Information shown:
········

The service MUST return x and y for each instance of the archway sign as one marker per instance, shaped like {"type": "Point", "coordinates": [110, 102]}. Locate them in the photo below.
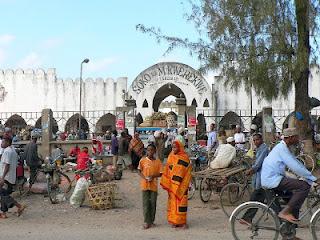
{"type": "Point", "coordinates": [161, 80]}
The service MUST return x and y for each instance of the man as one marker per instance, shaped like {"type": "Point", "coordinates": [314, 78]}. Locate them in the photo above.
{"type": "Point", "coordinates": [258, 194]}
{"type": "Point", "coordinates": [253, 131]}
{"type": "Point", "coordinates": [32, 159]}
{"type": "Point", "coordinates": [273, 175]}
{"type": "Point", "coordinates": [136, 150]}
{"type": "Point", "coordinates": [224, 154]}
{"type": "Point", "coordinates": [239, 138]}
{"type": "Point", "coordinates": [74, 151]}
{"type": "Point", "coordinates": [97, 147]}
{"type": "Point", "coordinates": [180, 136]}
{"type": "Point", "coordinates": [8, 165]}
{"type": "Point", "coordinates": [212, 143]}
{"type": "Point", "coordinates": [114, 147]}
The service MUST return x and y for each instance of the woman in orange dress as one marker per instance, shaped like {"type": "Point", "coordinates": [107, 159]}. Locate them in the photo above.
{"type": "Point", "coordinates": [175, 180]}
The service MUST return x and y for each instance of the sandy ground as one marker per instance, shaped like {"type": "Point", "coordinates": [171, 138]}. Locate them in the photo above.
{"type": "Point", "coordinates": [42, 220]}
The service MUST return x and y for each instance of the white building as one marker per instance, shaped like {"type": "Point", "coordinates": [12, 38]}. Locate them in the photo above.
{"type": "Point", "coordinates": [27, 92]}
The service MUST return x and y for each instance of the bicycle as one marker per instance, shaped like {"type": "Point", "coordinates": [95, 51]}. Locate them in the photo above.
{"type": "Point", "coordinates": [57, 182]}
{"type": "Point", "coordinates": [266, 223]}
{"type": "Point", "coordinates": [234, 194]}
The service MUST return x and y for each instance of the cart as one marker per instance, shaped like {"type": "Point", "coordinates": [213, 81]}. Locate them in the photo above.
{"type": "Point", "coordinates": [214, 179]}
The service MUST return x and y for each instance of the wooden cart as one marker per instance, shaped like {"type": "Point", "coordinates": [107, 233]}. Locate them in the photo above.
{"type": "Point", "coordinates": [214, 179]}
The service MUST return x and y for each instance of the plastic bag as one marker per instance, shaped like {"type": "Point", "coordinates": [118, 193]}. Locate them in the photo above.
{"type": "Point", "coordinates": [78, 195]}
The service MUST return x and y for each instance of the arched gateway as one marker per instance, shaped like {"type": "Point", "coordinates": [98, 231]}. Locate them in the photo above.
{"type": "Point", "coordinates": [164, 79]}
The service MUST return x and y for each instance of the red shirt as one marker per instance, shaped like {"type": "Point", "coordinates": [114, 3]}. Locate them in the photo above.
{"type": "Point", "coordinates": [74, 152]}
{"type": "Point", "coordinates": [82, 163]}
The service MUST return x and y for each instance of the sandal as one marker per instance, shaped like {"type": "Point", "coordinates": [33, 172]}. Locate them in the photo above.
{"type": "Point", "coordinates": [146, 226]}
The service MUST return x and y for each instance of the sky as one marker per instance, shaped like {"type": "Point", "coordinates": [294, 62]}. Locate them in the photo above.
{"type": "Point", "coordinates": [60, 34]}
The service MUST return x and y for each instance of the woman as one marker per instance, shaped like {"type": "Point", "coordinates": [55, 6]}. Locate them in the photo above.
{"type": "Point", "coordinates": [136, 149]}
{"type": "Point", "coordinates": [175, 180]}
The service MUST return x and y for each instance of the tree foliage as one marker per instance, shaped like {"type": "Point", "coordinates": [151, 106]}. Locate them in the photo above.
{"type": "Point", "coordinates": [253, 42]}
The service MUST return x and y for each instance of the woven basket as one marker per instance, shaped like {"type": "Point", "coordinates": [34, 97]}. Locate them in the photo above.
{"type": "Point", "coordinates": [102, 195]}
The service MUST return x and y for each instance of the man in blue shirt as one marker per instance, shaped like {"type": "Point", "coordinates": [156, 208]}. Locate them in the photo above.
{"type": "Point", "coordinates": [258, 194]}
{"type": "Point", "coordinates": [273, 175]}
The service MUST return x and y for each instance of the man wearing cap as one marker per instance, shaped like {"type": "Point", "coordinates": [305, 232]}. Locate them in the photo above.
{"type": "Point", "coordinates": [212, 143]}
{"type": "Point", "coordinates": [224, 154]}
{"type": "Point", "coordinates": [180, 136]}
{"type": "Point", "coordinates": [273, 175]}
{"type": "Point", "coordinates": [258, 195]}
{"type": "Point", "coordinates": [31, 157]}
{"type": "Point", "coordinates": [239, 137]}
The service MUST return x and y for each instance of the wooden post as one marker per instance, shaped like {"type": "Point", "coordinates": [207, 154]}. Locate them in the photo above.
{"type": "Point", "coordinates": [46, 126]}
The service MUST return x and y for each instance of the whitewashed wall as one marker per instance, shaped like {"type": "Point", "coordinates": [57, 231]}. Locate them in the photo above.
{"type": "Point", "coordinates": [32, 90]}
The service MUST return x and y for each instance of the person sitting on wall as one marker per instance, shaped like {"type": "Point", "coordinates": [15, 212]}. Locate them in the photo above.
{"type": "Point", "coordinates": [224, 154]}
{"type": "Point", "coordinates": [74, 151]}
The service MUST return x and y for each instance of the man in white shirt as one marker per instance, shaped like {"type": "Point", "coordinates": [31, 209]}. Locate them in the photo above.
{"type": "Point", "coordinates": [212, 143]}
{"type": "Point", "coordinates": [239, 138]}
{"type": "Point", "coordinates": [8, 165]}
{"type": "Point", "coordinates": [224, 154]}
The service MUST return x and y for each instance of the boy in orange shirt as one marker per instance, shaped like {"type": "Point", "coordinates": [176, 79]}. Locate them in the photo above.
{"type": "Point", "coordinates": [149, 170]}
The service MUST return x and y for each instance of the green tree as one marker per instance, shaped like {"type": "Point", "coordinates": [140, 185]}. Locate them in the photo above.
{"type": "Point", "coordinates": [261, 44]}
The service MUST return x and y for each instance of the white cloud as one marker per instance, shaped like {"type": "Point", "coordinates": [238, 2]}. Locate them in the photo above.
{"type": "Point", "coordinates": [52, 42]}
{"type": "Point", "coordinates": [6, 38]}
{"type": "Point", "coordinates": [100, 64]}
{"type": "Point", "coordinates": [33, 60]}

········

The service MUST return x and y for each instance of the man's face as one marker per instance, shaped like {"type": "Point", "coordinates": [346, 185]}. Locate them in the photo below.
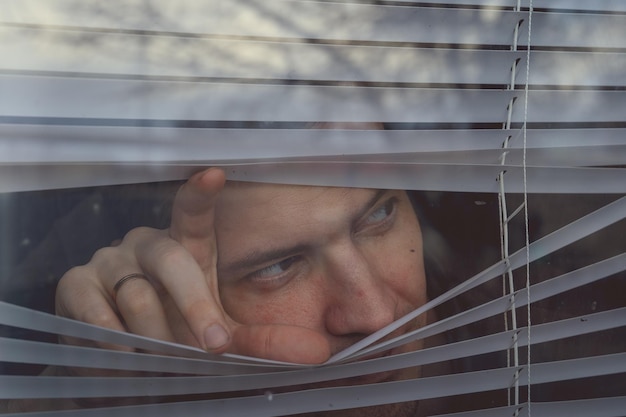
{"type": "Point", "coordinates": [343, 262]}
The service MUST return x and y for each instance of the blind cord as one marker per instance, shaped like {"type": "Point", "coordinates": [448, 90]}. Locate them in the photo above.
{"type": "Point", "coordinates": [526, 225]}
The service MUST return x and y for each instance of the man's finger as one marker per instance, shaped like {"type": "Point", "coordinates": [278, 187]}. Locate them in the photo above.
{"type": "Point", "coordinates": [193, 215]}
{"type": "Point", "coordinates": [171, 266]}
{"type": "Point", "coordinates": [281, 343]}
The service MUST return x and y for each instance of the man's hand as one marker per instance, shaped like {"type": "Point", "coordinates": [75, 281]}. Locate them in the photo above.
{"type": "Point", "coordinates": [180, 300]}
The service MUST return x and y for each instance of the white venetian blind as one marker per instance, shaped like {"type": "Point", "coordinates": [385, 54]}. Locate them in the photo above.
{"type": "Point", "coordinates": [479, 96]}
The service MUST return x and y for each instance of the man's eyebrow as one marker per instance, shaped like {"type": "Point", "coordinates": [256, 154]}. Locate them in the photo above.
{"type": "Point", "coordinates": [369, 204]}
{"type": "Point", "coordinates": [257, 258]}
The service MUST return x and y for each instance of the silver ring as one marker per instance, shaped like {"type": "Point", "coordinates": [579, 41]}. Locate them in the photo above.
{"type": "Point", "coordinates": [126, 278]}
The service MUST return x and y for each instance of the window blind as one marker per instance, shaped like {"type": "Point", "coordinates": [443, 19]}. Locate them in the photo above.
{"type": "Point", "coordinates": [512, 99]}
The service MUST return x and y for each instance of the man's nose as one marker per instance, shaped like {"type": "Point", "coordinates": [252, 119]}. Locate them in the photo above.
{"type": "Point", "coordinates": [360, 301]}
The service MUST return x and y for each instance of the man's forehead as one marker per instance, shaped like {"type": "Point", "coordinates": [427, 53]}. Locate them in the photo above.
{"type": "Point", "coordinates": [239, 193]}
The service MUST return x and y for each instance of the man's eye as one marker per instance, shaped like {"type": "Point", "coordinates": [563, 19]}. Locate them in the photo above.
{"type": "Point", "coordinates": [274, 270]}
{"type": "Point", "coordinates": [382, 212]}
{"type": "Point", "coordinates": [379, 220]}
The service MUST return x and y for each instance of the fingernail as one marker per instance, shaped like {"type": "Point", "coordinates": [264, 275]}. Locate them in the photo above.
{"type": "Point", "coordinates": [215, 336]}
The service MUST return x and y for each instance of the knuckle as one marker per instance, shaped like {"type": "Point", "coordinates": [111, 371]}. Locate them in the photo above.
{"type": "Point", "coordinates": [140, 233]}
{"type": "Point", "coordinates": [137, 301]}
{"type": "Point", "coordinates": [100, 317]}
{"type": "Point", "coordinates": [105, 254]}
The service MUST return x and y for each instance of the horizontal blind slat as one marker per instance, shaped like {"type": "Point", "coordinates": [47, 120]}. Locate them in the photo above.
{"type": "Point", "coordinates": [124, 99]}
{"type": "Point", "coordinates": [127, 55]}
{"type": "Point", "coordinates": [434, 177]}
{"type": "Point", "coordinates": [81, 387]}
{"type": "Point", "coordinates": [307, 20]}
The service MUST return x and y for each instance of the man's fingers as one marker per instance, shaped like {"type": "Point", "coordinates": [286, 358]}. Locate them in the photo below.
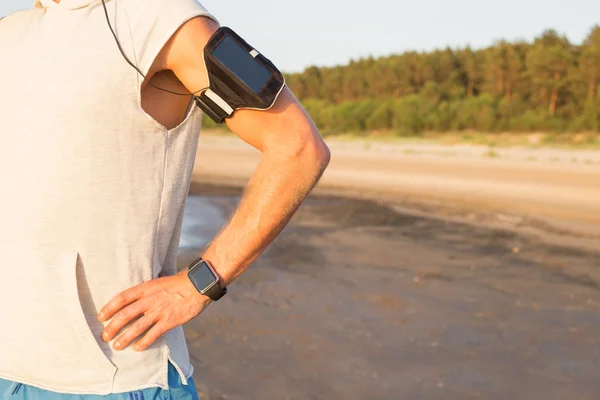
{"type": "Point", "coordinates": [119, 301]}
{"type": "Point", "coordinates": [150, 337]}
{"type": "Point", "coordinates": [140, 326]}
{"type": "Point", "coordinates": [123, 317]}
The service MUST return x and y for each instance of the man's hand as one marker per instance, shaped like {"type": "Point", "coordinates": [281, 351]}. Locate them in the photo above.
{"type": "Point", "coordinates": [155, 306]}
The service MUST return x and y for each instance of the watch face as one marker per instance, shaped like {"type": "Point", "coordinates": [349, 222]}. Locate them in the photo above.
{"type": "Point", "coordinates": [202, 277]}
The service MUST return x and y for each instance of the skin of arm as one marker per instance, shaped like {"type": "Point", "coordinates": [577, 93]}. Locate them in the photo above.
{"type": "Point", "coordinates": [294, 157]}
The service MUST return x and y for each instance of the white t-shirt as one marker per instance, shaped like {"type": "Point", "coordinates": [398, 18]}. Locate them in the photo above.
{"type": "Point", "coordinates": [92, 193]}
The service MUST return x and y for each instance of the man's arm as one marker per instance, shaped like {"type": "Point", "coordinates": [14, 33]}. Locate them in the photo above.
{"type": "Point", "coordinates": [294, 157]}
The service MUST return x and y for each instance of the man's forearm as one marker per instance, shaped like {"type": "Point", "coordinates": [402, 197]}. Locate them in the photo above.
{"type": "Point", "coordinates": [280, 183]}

········

What the task asks:
Count how many lines of the material above contain the word "wall", with case counting, and reply with only the number.

Full response:
2